▶ _Stated exercise_
Put the material into a Markdown table with the columns Row and Line, starting with the line that contains "For the evaluation set, tag every instance of the wet" and going on through the line that contains "[[268, 190], [250, 189]]". Number each line in order and leave out any blank lines.

(Dataset excerpt)
•••
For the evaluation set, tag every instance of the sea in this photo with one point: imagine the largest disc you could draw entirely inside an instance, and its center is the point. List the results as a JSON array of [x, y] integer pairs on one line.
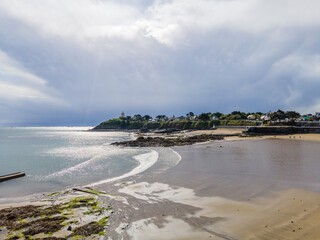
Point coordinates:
[[57, 158]]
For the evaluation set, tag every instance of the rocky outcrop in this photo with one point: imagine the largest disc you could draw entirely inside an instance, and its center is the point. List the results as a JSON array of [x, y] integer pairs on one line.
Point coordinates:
[[168, 142]]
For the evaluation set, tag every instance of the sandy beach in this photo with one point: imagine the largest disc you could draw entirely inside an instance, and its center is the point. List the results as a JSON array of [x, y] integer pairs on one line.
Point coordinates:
[[257, 188]]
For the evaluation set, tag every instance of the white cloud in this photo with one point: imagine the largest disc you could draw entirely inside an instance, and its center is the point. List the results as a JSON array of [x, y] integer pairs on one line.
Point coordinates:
[[16, 83], [206, 55], [169, 22]]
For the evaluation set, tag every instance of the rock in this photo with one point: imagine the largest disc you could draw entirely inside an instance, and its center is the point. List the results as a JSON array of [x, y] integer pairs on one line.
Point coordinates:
[[168, 142]]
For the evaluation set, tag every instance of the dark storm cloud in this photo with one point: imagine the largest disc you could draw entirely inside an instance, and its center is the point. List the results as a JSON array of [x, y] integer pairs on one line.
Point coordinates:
[[79, 62]]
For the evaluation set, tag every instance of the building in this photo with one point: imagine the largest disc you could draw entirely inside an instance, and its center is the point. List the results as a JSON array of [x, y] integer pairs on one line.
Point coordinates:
[[122, 115]]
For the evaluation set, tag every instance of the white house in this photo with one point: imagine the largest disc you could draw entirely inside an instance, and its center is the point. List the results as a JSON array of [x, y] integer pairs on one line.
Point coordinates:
[[122, 115], [265, 118], [214, 118]]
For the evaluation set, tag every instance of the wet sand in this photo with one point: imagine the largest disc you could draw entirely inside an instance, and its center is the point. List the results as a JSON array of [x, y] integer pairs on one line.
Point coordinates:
[[268, 190], [250, 189]]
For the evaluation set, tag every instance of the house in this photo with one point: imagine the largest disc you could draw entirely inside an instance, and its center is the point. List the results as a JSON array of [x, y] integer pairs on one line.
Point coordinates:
[[265, 118], [214, 118], [122, 115]]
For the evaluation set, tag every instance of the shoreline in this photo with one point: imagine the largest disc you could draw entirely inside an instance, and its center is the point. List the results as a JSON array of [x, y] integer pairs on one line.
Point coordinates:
[[164, 199]]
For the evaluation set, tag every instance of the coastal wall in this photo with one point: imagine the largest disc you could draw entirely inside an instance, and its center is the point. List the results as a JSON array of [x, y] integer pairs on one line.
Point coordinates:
[[281, 130]]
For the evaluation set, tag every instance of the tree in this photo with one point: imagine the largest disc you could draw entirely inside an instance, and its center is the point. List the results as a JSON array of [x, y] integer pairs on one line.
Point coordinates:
[[217, 114], [137, 117], [190, 114], [204, 116], [162, 118], [292, 115], [147, 117], [278, 115]]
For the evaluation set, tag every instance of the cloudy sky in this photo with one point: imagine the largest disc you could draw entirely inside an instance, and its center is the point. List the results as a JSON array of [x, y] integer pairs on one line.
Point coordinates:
[[79, 62]]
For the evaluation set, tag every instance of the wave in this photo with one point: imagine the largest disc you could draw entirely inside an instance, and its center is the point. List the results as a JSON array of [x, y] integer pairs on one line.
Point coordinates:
[[145, 160]]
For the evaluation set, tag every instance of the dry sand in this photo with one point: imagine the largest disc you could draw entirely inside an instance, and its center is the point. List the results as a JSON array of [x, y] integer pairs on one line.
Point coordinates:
[[290, 214]]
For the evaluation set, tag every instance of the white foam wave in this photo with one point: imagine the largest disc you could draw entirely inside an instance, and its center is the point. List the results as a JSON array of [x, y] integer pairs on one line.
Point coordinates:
[[146, 160]]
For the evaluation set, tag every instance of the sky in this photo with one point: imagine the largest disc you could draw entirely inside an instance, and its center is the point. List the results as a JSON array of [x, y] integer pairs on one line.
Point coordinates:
[[80, 62]]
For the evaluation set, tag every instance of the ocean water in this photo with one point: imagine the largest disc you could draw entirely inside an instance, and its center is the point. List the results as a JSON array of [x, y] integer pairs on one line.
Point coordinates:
[[55, 158]]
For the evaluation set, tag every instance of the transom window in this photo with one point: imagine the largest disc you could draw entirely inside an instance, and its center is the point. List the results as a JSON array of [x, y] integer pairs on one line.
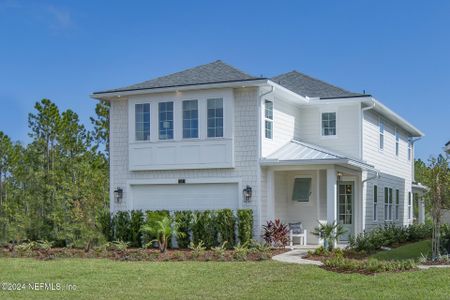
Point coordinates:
[[190, 119], [166, 120], [387, 204], [375, 202], [302, 189], [328, 123], [397, 141], [381, 134], [268, 114], [142, 121], [215, 117]]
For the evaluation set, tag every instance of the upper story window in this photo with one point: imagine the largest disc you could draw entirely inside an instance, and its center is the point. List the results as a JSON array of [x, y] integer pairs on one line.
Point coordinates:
[[190, 119], [328, 124], [397, 141], [381, 134], [387, 204], [142, 119], [375, 202], [215, 117], [166, 120], [409, 150], [268, 115]]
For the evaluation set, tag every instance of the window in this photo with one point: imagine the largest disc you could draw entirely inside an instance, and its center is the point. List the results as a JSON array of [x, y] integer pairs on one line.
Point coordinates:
[[381, 134], [397, 204], [387, 204], [328, 124], [268, 115], [302, 189], [142, 121], [409, 150], [166, 120], [375, 202], [190, 119], [409, 206], [215, 117], [397, 141]]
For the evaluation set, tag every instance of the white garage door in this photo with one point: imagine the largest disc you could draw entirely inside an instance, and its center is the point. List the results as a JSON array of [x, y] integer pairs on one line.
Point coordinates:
[[185, 196]]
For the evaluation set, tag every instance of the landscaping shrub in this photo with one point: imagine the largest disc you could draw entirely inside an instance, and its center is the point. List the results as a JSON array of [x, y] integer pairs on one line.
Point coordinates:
[[137, 220], [245, 225], [226, 227], [184, 221], [152, 217], [276, 233], [204, 228], [341, 264], [122, 226]]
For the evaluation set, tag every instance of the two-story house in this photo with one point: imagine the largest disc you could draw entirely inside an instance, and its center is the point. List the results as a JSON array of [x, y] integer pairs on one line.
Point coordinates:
[[289, 147]]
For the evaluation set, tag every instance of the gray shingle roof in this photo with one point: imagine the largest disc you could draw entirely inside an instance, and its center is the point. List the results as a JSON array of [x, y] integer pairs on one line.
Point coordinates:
[[305, 85], [214, 72]]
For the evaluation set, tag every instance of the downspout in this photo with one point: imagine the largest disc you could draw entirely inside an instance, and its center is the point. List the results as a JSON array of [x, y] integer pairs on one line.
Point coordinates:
[[259, 139]]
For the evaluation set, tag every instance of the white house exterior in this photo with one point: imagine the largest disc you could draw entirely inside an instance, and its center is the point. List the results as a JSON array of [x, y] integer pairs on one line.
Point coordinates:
[[309, 151]]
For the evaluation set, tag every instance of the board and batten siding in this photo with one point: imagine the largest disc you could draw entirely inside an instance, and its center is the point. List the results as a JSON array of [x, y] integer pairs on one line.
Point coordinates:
[[396, 171], [246, 162], [348, 135]]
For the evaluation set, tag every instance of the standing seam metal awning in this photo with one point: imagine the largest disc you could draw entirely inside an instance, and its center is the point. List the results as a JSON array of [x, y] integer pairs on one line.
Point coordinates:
[[297, 152]]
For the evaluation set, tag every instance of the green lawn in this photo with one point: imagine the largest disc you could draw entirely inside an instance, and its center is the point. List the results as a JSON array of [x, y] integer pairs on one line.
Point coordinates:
[[409, 251], [106, 279]]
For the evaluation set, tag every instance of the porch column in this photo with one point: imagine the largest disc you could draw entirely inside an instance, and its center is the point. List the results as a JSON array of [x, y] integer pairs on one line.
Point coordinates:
[[421, 204], [331, 195]]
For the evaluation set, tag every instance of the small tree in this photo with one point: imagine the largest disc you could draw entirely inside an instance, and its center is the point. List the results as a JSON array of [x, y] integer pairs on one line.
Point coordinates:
[[438, 179]]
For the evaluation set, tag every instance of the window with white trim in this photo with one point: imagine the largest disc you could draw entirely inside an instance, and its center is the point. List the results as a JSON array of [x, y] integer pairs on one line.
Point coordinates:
[[328, 124], [142, 121], [268, 116], [397, 204], [397, 142], [381, 134], [215, 117], [409, 206], [387, 204], [165, 120], [190, 119], [409, 150], [375, 202]]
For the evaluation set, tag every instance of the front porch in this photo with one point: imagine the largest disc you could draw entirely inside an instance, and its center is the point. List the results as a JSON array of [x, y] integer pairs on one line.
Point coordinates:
[[326, 189]]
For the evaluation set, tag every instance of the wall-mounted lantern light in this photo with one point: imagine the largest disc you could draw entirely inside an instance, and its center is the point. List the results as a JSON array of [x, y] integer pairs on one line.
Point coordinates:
[[118, 194], [247, 192]]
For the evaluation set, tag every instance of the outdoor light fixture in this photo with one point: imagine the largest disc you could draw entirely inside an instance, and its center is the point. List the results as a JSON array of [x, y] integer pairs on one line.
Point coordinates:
[[118, 194], [247, 193]]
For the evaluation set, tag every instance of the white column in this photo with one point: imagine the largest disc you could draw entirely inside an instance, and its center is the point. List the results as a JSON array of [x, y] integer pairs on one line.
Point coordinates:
[[270, 195], [421, 210], [331, 195]]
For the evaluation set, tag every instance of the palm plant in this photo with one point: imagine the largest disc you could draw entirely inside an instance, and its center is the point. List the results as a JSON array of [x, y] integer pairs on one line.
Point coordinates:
[[330, 233], [163, 230]]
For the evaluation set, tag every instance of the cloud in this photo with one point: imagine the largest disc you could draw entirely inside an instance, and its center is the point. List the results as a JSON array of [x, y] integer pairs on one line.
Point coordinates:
[[61, 16]]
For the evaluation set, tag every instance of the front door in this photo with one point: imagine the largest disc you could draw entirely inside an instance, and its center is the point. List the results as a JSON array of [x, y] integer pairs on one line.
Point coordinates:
[[345, 208]]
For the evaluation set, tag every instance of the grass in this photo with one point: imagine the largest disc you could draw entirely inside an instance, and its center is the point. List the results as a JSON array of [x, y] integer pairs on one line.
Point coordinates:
[[106, 279], [409, 251]]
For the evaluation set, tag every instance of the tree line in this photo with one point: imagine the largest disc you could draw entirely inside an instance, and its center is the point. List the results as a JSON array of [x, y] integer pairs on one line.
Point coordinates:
[[56, 187]]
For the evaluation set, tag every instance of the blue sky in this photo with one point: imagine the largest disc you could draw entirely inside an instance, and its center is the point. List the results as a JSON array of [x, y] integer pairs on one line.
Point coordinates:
[[398, 51]]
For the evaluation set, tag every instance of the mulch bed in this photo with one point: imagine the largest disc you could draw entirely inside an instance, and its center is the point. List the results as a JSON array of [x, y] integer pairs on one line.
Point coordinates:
[[139, 254]]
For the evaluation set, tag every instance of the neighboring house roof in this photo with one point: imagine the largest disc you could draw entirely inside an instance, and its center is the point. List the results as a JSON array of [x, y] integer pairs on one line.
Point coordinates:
[[304, 153], [215, 72], [305, 85]]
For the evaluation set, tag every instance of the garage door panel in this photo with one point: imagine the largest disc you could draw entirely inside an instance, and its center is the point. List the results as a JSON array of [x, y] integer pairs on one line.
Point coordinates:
[[185, 196]]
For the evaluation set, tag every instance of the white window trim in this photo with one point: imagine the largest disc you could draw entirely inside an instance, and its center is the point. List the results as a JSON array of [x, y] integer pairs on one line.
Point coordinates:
[[321, 125], [268, 119], [134, 120], [309, 203]]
•••
▶ _Task solution_
| Row | Line |
|---|---|
| 1 | For the evaluation set, tag every instance of the wet sand in this photo with one point: imagine the largest disc you could draw entirely inside an instance, and its center is the point. List the results as a JSON array of [x, y] integer pairs on one line. |
| 2 | Point coordinates: |
| 3 | [[268, 190], [250, 189]] |